● Your goal: Each record that follows must be given again without alteration.

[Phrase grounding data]
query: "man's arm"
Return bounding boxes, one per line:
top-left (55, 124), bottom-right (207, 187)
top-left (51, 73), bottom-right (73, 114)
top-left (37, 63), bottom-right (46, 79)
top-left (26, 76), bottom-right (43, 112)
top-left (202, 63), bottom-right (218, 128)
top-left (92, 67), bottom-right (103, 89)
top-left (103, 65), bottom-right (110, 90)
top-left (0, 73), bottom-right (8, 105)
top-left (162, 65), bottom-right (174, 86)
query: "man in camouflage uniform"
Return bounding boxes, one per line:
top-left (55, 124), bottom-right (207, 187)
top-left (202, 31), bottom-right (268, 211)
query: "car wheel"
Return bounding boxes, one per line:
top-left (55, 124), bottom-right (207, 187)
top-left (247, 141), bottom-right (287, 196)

● Solution:
query: "man's arm"
Return bounding boxes, one per line:
top-left (55, 124), bottom-right (207, 187)
top-left (51, 73), bottom-right (73, 114)
top-left (37, 63), bottom-right (46, 79)
top-left (26, 76), bottom-right (43, 112)
top-left (202, 63), bottom-right (218, 128)
top-left (92, 67), bottom-right (103, 89)
top-left (103, 65), bottom-right (110, 90)
top-left (0, 73), bottom-right (8, 105)
top-left (162, 65), bottom-right (174, 86)
query: "man in camouflage uniform"
Return bounding boxes, one per line:
top-left (55, 124), bottom-right (207, 187)
top-left (202, 31), bottom-right (268, 211)
query: "car wheel"
Return bounding boxes, one per line:
top-left (55, 124), bottom-right (207, 187)
top-left (247, 141), bottom-right (287, 196)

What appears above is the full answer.